Texte de lecture -
═══
Impossible de le suivre, en effet, sur une fin où il n'y aurait plus rien à faire. Ne seraient-ce que les défis écologiques qui ne nous laisseront pas tranquilles, pas plus que les évolutions futures de la technique ouvrant des champs de négation et de transformation nouveaux. On est loin de la grande stagnation qu'il imagine et même pas à l'abri, une fois une probable unification consolidée, de l'apparition de tendances centrifuges, de nouvelles divisions intestines qui apparaissent (clivages générationnels, économiques, culturels) qui tendent à reconstituer de l'intérieur de nouveaux pôles de décision ou de suscitation qui détermineront de nouvelles luttes. La dialectique ne s'arrête pas, quoique Kojève prétende (et Hegel aussi), elle revient par où on ne l'attend pas et ne pouvait l'imaginer.
═══
Exercice proposé -
Les affirmations suivantes concordent-elles avec le texte de lecture ? Pour chacune, répondez par oui ou par non et citez les mots décisifs du texte.
(a) Les défis écologiques nous laisseront tranquilles.
(b) La dialectique ne s'arrête pas.
(c) Les clivages générationnels figurent parmi les nouvelles divisions intestines évoquées.
Appuyez-vous uniquement sur le texte de lecture.

Données fournies -
═══
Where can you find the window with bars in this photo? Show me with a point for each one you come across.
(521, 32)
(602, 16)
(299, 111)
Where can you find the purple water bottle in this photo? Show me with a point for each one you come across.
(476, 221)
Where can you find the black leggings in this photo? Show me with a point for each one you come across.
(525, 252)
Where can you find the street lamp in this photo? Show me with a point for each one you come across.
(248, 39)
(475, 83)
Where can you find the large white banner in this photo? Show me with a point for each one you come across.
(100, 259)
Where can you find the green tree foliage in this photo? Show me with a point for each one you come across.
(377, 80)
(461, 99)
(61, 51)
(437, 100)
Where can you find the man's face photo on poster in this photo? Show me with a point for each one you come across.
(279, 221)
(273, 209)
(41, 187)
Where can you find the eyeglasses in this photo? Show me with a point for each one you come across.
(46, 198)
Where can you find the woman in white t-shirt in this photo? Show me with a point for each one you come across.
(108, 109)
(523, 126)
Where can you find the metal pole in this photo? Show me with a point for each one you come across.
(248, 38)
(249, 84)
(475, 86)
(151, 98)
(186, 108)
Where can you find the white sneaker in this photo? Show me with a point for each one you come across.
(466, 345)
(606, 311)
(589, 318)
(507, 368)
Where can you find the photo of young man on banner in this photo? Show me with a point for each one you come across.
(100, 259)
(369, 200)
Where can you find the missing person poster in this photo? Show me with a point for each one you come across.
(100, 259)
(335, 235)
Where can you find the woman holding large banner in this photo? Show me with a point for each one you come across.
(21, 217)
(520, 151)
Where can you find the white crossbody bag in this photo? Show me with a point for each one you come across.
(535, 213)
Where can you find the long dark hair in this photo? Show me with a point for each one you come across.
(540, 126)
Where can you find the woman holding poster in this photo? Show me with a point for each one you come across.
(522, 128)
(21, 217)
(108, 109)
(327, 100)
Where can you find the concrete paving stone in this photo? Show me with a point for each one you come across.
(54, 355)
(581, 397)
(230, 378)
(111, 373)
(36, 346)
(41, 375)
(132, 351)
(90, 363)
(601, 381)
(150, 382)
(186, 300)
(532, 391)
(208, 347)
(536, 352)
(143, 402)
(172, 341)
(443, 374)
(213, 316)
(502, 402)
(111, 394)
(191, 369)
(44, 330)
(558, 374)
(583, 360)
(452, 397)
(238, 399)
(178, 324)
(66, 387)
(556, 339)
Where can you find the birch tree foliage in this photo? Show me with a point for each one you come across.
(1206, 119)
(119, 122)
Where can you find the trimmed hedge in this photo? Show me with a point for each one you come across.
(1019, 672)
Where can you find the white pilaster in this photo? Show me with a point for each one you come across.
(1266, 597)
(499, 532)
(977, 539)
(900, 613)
═══
Exercice corrigé -
(a) Non : « les défis écologiques qui ne nous laisseront pas tranquilles »
(b) Oui : « La dialectique ne s'arrête pas »
(c) Oui : « de nouvelles divisions intestines qui apparaissent (clivages générationnels, économiques, culturels) »